What the exercise asks: Locate every line below that contains the string "hair", and copy each one in full. Case counts.

Exercise input:
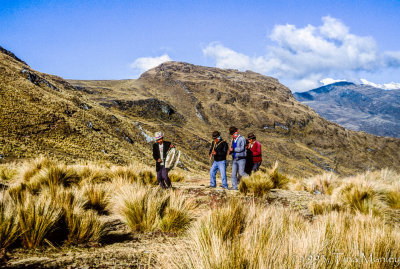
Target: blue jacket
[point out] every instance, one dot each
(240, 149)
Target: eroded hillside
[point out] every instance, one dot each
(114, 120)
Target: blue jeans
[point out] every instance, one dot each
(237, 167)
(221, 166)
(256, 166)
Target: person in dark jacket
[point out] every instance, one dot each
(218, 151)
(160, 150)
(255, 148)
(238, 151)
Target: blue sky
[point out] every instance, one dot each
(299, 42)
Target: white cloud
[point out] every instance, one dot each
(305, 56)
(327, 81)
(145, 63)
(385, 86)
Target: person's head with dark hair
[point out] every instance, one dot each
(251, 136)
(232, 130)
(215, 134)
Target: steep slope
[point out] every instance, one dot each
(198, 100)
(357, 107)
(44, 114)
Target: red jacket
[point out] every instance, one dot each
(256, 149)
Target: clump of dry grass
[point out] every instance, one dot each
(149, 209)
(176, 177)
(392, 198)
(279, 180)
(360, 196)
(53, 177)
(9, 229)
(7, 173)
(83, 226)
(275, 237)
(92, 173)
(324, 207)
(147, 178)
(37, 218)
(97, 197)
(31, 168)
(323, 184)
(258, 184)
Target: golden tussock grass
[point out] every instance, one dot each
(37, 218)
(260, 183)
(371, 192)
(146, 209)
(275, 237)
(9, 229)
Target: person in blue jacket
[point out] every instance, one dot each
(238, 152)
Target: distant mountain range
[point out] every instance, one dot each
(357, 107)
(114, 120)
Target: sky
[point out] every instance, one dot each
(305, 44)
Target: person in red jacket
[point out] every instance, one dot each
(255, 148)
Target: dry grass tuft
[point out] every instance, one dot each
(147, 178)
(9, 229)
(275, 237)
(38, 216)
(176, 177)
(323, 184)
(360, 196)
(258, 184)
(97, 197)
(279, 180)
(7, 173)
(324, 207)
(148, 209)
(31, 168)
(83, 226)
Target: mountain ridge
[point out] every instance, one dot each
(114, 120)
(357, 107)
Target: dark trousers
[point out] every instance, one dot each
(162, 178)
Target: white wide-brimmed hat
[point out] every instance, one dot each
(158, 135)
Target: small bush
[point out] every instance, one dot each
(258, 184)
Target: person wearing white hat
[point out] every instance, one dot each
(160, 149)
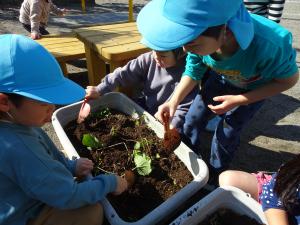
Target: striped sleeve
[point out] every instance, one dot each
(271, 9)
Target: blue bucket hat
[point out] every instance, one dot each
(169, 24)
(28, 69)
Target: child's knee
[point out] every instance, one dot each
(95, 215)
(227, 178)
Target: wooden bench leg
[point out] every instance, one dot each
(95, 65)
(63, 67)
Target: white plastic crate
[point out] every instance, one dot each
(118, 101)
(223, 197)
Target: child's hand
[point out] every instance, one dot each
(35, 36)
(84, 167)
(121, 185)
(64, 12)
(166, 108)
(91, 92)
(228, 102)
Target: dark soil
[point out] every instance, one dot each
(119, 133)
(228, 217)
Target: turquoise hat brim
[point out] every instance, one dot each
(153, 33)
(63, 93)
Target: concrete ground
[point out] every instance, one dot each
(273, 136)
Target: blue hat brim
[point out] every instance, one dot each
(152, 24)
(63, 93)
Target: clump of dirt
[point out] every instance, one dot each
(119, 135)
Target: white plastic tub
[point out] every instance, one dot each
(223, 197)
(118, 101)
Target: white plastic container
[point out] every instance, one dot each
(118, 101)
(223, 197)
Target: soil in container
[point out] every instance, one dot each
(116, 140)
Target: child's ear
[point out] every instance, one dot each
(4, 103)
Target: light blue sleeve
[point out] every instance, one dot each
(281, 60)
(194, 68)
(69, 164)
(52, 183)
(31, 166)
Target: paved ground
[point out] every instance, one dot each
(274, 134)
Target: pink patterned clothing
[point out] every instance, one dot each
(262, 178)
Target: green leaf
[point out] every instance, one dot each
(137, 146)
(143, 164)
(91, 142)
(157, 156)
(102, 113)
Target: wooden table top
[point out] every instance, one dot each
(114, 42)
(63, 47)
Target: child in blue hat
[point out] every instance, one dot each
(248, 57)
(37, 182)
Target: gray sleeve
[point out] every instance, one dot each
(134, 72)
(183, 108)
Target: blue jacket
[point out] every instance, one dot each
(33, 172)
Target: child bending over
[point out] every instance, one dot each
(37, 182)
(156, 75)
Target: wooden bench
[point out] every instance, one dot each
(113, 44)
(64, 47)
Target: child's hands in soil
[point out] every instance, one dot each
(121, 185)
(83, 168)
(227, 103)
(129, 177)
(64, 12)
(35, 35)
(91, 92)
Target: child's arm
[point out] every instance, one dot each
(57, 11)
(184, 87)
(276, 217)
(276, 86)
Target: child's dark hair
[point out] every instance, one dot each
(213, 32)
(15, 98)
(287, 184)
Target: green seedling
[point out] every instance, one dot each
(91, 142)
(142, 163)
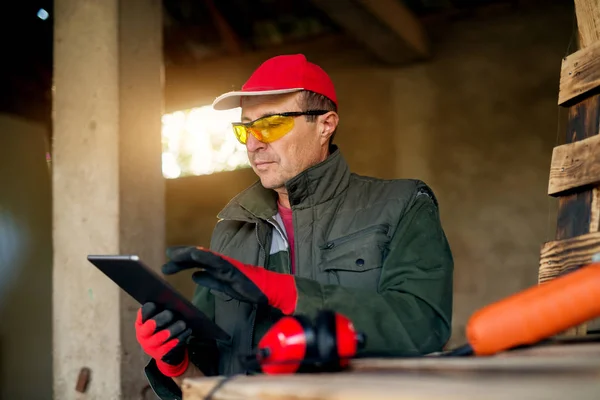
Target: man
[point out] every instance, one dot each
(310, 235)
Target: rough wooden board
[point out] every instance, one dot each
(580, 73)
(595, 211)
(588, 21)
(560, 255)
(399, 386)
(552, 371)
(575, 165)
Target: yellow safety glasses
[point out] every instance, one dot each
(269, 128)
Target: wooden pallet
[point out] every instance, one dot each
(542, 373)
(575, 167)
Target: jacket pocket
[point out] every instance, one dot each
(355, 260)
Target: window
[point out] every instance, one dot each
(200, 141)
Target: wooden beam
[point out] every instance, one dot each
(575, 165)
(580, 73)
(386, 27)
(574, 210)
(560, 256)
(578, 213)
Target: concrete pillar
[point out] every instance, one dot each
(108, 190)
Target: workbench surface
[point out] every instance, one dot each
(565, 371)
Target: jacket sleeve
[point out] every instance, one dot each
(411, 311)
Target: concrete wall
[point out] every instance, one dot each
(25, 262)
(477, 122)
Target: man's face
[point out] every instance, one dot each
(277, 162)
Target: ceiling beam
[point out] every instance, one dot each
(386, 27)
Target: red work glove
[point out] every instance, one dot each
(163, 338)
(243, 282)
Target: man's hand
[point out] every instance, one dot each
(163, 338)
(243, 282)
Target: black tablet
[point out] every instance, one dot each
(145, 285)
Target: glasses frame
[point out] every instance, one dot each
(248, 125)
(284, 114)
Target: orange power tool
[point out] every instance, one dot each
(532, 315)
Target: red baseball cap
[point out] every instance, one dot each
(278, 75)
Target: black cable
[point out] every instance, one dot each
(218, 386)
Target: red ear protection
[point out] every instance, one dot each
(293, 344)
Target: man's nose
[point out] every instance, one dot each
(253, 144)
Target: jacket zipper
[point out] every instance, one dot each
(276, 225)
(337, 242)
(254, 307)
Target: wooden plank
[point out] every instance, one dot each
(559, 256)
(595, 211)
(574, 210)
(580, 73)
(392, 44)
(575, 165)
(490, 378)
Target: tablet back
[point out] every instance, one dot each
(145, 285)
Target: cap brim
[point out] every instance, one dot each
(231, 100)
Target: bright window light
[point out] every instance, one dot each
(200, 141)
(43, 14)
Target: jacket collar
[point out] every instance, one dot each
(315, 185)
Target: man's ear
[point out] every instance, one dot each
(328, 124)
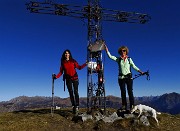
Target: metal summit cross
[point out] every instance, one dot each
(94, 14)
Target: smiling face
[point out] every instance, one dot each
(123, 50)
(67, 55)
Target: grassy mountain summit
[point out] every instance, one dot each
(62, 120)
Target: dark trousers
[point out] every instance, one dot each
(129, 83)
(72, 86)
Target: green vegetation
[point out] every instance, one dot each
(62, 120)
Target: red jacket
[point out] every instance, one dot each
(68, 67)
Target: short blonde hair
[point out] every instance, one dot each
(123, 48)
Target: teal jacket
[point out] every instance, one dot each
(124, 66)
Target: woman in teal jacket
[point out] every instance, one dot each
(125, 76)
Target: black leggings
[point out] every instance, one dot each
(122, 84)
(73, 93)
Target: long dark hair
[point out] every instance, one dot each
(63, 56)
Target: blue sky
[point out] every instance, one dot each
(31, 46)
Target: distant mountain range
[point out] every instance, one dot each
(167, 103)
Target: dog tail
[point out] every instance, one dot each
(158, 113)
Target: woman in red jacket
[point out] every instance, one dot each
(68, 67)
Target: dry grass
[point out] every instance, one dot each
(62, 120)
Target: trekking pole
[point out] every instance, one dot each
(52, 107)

--

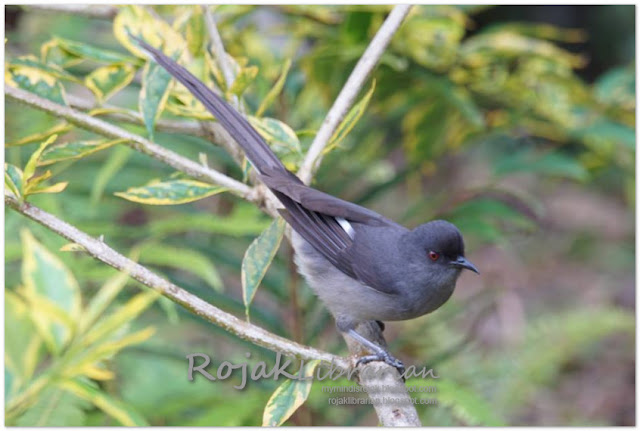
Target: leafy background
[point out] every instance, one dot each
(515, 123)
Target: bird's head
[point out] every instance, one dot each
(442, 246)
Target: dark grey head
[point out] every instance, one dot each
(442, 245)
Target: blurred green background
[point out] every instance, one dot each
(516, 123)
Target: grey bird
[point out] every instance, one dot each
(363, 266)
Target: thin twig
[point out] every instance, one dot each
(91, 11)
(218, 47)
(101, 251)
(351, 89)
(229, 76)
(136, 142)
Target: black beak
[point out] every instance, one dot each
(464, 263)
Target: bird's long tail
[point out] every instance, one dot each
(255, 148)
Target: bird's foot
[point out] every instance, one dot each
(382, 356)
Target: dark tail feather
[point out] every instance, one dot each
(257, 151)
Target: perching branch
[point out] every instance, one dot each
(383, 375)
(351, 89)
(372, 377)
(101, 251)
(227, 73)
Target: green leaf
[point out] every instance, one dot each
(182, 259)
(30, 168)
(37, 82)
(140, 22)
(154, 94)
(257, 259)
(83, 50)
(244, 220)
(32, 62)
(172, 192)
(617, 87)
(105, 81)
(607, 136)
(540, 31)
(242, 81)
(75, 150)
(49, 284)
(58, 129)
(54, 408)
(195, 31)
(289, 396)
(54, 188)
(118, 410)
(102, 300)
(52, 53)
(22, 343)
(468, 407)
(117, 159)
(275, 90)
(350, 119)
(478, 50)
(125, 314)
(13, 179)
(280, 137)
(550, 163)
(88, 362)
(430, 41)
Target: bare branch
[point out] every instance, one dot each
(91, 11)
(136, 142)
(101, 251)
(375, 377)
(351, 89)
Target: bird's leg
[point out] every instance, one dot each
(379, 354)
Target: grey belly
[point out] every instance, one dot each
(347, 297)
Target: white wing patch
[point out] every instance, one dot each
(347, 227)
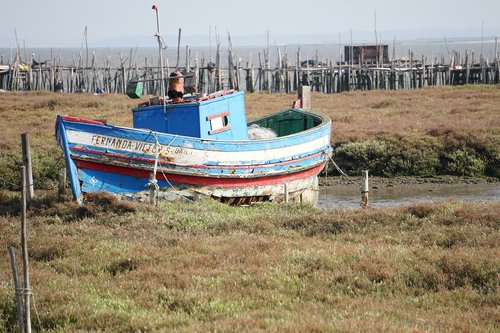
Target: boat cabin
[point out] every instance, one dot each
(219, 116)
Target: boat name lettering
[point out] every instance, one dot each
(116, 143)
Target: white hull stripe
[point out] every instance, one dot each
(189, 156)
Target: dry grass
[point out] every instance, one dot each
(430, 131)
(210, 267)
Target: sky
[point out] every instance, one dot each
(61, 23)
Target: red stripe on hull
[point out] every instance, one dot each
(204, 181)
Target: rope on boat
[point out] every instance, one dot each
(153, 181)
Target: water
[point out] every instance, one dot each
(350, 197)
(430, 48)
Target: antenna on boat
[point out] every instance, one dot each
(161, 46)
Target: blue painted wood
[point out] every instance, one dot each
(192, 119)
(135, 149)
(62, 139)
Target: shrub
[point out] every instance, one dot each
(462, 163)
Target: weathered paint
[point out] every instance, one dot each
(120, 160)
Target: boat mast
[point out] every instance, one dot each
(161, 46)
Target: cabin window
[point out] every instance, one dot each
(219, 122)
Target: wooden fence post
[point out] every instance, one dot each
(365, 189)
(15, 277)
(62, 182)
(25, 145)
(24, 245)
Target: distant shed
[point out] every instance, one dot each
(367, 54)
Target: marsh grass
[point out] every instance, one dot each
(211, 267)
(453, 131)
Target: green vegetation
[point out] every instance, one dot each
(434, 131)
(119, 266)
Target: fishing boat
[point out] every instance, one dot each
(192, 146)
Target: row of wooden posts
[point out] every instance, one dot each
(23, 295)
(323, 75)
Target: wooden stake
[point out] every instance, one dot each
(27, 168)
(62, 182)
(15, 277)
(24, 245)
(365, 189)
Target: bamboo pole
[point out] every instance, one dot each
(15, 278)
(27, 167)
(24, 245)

Answer to this exercise:
Target: person's head with dark hair
Target: child's dark hair
Target: short blonde hair
Target: long dark hair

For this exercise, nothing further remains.